All of the lines below need to be copied exactly, apart from the pictures.

═════ DATA SHOWN

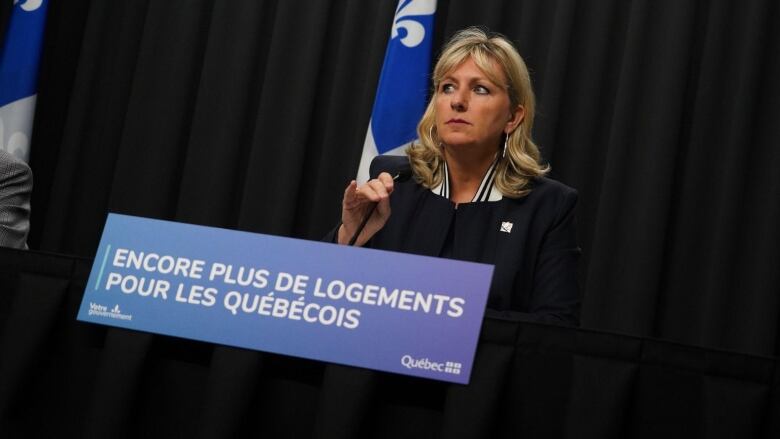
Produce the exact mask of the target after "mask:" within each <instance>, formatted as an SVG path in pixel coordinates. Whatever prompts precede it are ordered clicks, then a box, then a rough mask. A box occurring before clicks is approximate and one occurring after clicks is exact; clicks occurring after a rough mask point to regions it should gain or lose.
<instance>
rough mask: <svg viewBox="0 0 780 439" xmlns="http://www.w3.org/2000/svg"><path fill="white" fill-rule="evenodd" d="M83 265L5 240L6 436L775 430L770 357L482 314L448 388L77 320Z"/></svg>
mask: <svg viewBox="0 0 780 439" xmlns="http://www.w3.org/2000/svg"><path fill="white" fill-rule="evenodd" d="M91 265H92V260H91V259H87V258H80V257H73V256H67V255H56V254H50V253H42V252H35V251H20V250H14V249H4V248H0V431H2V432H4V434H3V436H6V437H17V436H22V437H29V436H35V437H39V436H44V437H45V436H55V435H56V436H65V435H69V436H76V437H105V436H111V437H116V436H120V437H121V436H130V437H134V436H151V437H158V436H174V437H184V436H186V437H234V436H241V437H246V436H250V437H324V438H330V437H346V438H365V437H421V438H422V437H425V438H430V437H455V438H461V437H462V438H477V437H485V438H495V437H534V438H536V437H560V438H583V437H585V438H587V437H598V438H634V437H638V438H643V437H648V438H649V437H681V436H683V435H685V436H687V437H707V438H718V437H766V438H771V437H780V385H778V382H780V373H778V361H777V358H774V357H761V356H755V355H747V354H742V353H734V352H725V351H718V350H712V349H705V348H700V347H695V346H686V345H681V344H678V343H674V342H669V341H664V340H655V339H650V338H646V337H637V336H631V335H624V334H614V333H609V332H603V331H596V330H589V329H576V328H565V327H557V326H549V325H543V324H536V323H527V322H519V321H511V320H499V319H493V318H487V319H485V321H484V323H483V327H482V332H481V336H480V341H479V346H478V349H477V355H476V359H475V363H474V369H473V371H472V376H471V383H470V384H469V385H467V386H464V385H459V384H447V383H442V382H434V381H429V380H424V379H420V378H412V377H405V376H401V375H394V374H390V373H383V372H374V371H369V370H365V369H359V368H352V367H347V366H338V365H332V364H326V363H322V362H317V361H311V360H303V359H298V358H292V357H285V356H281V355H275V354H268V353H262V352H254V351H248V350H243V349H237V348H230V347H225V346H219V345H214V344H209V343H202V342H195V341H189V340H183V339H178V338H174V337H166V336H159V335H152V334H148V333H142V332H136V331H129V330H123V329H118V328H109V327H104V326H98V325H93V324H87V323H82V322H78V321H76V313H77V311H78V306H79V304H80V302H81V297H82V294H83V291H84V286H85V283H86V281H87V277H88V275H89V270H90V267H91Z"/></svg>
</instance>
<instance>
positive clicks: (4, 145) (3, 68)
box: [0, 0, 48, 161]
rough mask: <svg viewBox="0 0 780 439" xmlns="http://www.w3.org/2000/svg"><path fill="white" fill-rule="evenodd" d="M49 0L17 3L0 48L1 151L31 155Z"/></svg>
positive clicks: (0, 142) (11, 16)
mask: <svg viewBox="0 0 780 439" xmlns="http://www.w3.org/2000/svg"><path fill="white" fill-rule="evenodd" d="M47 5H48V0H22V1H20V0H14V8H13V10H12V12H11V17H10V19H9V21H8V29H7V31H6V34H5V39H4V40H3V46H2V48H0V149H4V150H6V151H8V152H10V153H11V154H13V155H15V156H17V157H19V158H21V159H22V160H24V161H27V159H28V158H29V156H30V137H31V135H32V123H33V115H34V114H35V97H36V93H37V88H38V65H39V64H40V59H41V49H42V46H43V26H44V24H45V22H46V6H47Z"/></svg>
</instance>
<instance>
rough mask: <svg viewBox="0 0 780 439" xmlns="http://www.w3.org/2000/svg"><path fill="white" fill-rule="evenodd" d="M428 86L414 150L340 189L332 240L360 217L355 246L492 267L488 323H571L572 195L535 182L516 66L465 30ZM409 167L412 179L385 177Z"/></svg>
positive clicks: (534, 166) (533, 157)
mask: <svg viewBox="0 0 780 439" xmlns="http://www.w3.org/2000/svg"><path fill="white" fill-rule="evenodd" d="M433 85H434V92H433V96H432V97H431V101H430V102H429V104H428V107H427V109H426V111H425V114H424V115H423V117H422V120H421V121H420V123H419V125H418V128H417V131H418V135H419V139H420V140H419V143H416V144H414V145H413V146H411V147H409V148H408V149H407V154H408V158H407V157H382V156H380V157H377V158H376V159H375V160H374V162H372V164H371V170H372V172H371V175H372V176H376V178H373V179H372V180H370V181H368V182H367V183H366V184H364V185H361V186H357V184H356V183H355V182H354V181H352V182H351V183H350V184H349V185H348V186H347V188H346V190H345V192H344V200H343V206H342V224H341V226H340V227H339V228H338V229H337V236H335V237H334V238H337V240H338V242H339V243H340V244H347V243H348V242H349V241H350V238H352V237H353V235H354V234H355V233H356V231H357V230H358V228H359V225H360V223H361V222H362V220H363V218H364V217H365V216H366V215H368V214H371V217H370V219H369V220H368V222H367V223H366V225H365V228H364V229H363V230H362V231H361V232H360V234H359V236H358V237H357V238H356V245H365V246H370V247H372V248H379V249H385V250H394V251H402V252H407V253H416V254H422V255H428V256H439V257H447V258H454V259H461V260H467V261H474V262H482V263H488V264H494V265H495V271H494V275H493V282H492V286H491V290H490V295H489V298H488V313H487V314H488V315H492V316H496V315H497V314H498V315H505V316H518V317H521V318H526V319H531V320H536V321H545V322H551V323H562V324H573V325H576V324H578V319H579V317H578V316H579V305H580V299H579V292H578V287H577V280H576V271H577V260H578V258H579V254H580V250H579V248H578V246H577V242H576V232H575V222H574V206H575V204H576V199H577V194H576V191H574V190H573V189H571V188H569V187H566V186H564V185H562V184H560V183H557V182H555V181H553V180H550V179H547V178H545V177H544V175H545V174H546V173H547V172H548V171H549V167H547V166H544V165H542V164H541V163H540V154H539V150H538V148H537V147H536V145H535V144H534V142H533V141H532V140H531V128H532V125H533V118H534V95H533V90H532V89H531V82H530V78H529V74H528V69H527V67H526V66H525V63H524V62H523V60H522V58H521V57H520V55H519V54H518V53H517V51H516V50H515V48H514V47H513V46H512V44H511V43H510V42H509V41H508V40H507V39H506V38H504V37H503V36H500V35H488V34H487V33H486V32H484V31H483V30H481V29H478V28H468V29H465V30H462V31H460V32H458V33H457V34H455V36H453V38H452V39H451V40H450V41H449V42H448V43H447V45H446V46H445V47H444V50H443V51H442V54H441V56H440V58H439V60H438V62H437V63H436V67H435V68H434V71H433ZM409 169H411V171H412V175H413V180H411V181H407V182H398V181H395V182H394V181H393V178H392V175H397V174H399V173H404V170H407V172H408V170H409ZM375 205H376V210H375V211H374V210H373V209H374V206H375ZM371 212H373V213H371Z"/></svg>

══════════

ANSWER SECTION:
Produce the exact mask of the target after "mask:" within each <instance>, formatted as an SVG path in pixel coordinates. Whatever prompts precede it are ordered clicks, then a box, then a rough mask. A box occurring before clicks is approximate and one occurring after clicks is exact; clicks occurring after a rough mask point to regions it should gain or lose.
<instance>
rough mask: <svg viewBox="0 0 780 439" xmlns="http://www.w3.org/2000/svg"><path fill="white" fill-rule="evenodd" d="M83 265L5 240L6 436L775 430L770 357L482 314L448 388L77 320Z"/></svg>
mask: <svg viewBox="0 0 780 439" xmlns="http://www.w3.org/2000/svg"><path fill="white" fill-rule="evenodd" d="M91 265H92V260H91V259H87V258H80V257H73V256H67V255H56V254H50V253H42V252H35V251H20V250H14V249H4V248H0V431H2V432H4V434H3V436H6V437H17V436H22V437H29V436H35V437H39V436H44V437H45V436H55V435H56V436H65V435H69V436H76V437H105V436H111V437H116V436H120V437H121V436H130V437H134V436H151V437H158V436H174V437H184V436H186V437H234V436H241V437H246V436H250V437H324V438H330V437H346V438H365V437H421V438H422V437H425V438H430V437H455V438H461V437H462V438H477V437H485V438H495V437H534V438H536V437H560V438H583V437H585V438H587V437H598V438H634V437H638V438H643V437H648V438H649V437H681V436H683V435H685V436H687V437H707V438H718V437H766V438H771V437H780V385H778V382H780V373H778V361H777V358H774V357H761V356H755V355H747V354H742V353H734V352H725V351H718V350H712V349H705V348H700V347H695V346H686V345H681V344H678V343H674V342H669V341H664V340H655V339H650V338H646V337H637V336H631V335H624V334H614V333H609V332H603V331H596V330H589V329H576V328H565V327H557V326H549V325H543V324H536V323H527V322H519V321H511V320H499V319H493V318H487V319H485V321H484V323H483V327H482V332H481V336H480V341H479V346H478V349H477V355H476V359H475V363H474V369H473V371H472V376H471V383H470V384H469V385H467V386H464V385H459V384H447V383H442V382H434V381H429V380H424V379H420V378H412V377H405V376H401V375H394V374H390V373H383V372H374V371H369V370H365V369H359V368H352V367H347V366H338V365H332V364H326V363H322V362H317V361H311V360H303V359H298V358H292V357H285V356H281V355H275V354H268V353H262V352H254V351H248V350H243V349H237V348H230V347H225V346H219V345H214V344H209V343H202V342H195V341H189V340H183V339H178V338H174V337H166V336H159V335H152V334H148V333H142V332H136V331H129V330H123V329H118V328H109V327H104V326H98V325H93V324H87V323H82V322H78V321H76V313H77V311H78V306H79V304H80V302H81V297H82V294H83V291H84V286H85V283H86V281H87V277H88V275H89V270H90V267H91Z"/></svg>
</instance>
<instance>
positive clicks: (4, 145) (3, 68)
box: [0, 0, 48, 161]
rough mask: <svg viewBox="0 0 780 439" xmlns="http://www.w3.org/2000/svg"><path fill="white" fill-rule="evenodd" d="M49 0L17 3L0 48L1 151L31 155Z"/></svg>
positive clicks: (0, 142) (11, 16)
mask: <svg viewBox="0 0 780 439" xmlns="http://www.w3.org/2000/svg"><path fill="white" fill-rule="evenodd" d="M47 5H48V0H22V1H20V0H14V8H13V10H12V12H11V17H10V19H9V21H8V29H7V31H6V34H5V39H4V40H3V46H2V48H0V149H4V150H6V151H8V152H10V153H11V154H13V155H15V156H17V157H19V158H21V159H22V160H24V161H27V159H28V158H29V156H30V137H31V135H32V123H33V115H34V114H35V97H36V93H37V88H38V65H39V64H40V59H41V49H42V46H43V26H44V24H45V22H46V6H47Z"/></svg>
</instance>
<instance>
rough mask: <svg viewBox="0 0 780 439" xmlns="http://www.w3.org/2000/svg"><path fill="white" fill-rule="evenodd" d="M428 86L414 150L340 189L332 240L360 217L355 246L492 267L488 323H571L572 195L535 182L516 66L465 30ZM409 167L412 179L385 177Z"/></svg>
positive clicks: (534, 166) (533, 157)
mask: <svg viewBox="0 0 780 439" xmlns="http://www.w3.org/2000/svg"><path fill="white" fill-rule="evenodd" d="M433 85H434V92H433V96H432V97H431V101H430V102H429V104H428V107H427V109H426V111H425V114H424V115H423V117H422V120H421V121H420V123H419V125H418V128H417V131H418V135H419V139H420V140H419V143H416V144H414V145H413V146H411V147H409V148H408V149H407V154H408V158H407V157H382V156H380V157H377V158H376V159H375V160H374V162H372V164H371V170H372V172H371V175H372V176H376V178H373V179H372V180H370V181H368V182H367V183H366V184H364V185H361V186H357V184H356V183H355V182H354V181H352V182H351V183H350V184H349V185H348V186H347V188H346V190H345V192H344V200H343V206H342V224H341V226H340V227H339V228H338V229H337V236H335V237H334V238H337V240H338V242H339V243H340V244H347V243H348V242H349V241H350V238H352V237H353V235H354V234H355V233H356V231H357V230H358V228H359V225H360V223H361V222H362V220H363V218H364V217H365V216H366V215H368V214H371V217H370V219H369V220H368V222H367V223H366V225H365V228H364V229H363V230H362V231H361V232H360V234H359V236H358V237H357V238H356V245H365V246H370V247H372V248H379V249H385V250H394V251H402V252H407V253H416V254H422V255H428V256H439V257H447V258H454V259H461V260H467V261H474V262H482V263H488V264H494V265H495V271H494V275H493V282H492V286H491V290H490V295H489V298H488V313H487V314H488V315H492V316H496V315H497V314H498V315H505V316H518V317H521V318H526V319H531V320H536V321H545V322H551V323H562V324H573V325H576V324H578V319H579V317H578V316H579V305H580V299H579V292H578V287H577V280H576V271H577V260H578V258H579V254H580V250H579V248H578V246H577V242H576V232H575V222H574V206H575V204H576V199H577V194H576V191H574V190H573V189H571V188H569V187H566V186H564V185H562V184H560V183H557V182H555V181H553V180H550V179H547V178H545V177H544V175H545V174H546V173H547V172H548V171H549V167H547V166H544V165H542V164H541V163H540V154H539V150H538V148H537V147H536V145H535V144H534V142H533V141H532V140H531V128H532V125H533V118H534V95H533V90H532V89H531V82H530V78H529V74H528V69H527V67H526V66H525V63H524V62H523V60H522V58H521V57H520V55H519V54H518V53H517V51H516V50H515V48H514V47H513V46H512V44H511V43H510V42H509V41H508V40H507V39H506V38H504V37H503V36H500V35H488V34H487V33H486V32H484V31H483V30H481V29H478V28H468V29H465V30H462V31H460V32H458V33H457V34H455V36H453V38H452V39H451V40H450V41H449V42H448V43H447V45H446V46H445V47H444V50H443V51H442V54H441V56H440V58H439V60H438V62H437V63H436V67H435V68H434V71H433ZM409 169H411V171H412V175H413V180H411V181H407V182H398V181H395V182H394V181H393V178H392V175H397V174H399V173H404V170H407V172H408V170H409ZM375 205H376V210H375V211H374V210H373V209H374V206H375ZM371 212H373V213H371Z"/></svg>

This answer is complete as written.